--- Materials provided ---
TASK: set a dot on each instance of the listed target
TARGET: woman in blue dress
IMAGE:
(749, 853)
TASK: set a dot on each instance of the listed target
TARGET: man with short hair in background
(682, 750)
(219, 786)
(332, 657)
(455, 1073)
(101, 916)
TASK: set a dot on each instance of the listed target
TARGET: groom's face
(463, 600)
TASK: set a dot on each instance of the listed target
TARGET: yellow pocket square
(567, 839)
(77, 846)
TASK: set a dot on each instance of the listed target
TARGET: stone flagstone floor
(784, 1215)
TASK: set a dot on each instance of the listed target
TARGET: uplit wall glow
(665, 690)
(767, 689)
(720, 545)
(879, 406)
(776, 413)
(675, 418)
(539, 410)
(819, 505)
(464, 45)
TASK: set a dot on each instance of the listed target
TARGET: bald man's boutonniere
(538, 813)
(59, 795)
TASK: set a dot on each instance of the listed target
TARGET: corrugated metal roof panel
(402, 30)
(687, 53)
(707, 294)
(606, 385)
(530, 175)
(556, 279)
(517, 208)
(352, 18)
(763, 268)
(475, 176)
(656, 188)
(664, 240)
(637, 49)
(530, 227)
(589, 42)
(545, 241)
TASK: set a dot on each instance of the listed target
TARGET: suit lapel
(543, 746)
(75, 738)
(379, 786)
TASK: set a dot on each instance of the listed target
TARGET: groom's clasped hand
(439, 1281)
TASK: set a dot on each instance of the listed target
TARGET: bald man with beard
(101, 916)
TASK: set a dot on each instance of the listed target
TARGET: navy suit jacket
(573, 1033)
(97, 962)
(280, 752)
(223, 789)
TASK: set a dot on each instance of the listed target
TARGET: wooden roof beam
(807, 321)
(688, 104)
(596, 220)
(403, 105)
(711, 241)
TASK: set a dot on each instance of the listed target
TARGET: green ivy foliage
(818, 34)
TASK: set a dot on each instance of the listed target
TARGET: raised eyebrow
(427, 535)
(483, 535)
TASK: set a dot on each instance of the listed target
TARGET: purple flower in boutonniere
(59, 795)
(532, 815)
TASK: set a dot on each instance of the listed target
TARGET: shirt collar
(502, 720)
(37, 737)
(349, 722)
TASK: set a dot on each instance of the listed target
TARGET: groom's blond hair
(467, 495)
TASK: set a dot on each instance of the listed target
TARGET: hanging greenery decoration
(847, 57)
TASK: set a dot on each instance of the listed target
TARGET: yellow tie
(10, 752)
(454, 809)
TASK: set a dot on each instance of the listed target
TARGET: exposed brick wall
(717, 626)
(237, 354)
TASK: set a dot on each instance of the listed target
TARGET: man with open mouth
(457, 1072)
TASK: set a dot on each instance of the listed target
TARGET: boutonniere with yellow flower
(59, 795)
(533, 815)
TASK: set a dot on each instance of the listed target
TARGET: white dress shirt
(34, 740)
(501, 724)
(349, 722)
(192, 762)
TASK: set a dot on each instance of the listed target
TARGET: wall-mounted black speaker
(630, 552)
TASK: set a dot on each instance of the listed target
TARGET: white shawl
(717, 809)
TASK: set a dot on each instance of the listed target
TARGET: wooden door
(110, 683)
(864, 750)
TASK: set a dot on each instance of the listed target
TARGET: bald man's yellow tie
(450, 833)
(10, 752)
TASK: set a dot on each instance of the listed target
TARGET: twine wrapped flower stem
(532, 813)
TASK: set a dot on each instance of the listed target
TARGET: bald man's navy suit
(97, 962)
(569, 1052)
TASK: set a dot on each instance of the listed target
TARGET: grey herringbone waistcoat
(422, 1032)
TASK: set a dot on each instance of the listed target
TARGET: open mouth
---
**To be done:** Your task is to quote all of the data word for word.

**The reply:**
TASK: set a dot on each instance of the listed target
TARGET: woman in blue dress
IMAGE:
(749, 853)
TASK: set a dot on each instance of the listed target
TARGET: man with short hair in background
(682, 750)
(219, 786)
(332, 657)
(455, 1073)
(101, 916)
TASK: set a dot on each instance of the listed target
TARGET: groom's face
(463, 600)
TASK: set a dot on each instance of the listed target
TARGET: yellow pocket square
(567, 839)
(77, 846)
TASK: set a dot on each instance of the listed target
TARGET: stone flagstone floor
(784, 1215)
TASK: set a dot on each instance of the listed target
TARGET: uplit wall glow
(665, 690)
(767, 689)
(720, 545)
(879, 406)
(776, 413)
(675, 418)
(539, 410)
(819, 505)
(464, 45)
TASK: set a dot on each instance of the listed target
TARGET: bald man's boutonniere
(538, 813)
(59, 795)
TASK: set a dot on each instance of the listed target
TARGET: corrugated metal roof panel
(402, 30)
(687, 53)
(707, 294)
(606, 385)
(530, 175)
(556, 279)
(517, 208)
(352, 18)
(763, 268)
(475, 176)
(656, 188)
(664, 240)
(637, 49)
(530, 227)
(589, 42)
(545, 241)
TASK: set a dot on each instance of the listed target
TARGET: suit lapel
(543, 746)
(75, 738)
(379, 786)
TASK: set a dot on each instance of the listed target
TARGET: groom's clasped hand
(439, 1281)
TASK: set a dot on each instance of the listed target
TARGET: bald man with beard
(101, 916)
TASK: set a dot on each instance of the listed target
TARGET: navy suit jacket
(573, 1033)
(97, 962)
(280, 752)
(223, 789)
TASK: set a dot on each instance of the listed target
TARGET: wooden roof beam
(807, 321)
(688, 104)
(596, 220)
(403, 105)
(711, 241)
TASK: set a dot on each instance of the listed target
TARGET: green ivy foliage
(818, 34)
TASK: set a dot on each instance of the listed target
TARGET: raised eyebrow
(427, 535)
(483, 535)
TASK: set a dot on each instance of the listed target
TARGET: purple flower in boutonniere
(59, 795)
(532, 815)
TASK: set a dot on each instance of the listed target
TARGET: shirt collar
(502, 720)
(37, 737)
(349, 722)
TASK: set a dot on each instance of the listed target
TARGET: groom's blond hair
(467, 495)
TASK: set a dot on each instance of the listed target
TARGET: hanging greenery decoration
(847, 57)
TASK: set a dot on each instance of the listed target
TARGET: yellow tie
(10, 752)
(454, 809)
TASK: set a dot on each instance of the listed target
TARGET: exposed brick wall
(717, 626)
(237, 354)
TASK: set a dot on each instance of the listed target
TARGET: man with open mouth
(457, 1072)
TASK: set a dot on each instance of the listed target
TARGET: boutonniere with yellow flower
(59, 795)
(533, 815)
TASK: set a dot on each instance of the listed target
TARGET: white dress shirt
(34, 740)
(501, 724)
(349, 722)
(192, 762)
TASK: set a dot on each instance of the listed target
TARGET: wall-mounted black speaker
(630, 552)
TASK: set a dot on each instance of the listed target
TARGET: white shawl
(717, 809)
TASK: set a dot on each instance of the listed target
TARGET: wooden door
(110, 683)
(864, 750)
TASK: set a dot on each instance of the listed target
TARGET: bald man's yellow tie
(450, 833)
(10, 752)
TASK: set a dot on each instance of the listed target
TARGET: twine wrapped flower stem
(532, 813)
TASK: set a dot on each instance of the listed target
TARGET: bald man's navy suit
(97, 962)
(569, 1052)
TASK: set a dot on each instance of the listed target
TARGET: grey herringbone waistcoat
(422, 1032)
TASK: set a dot on each instance of the listed target
TARGET: open mouth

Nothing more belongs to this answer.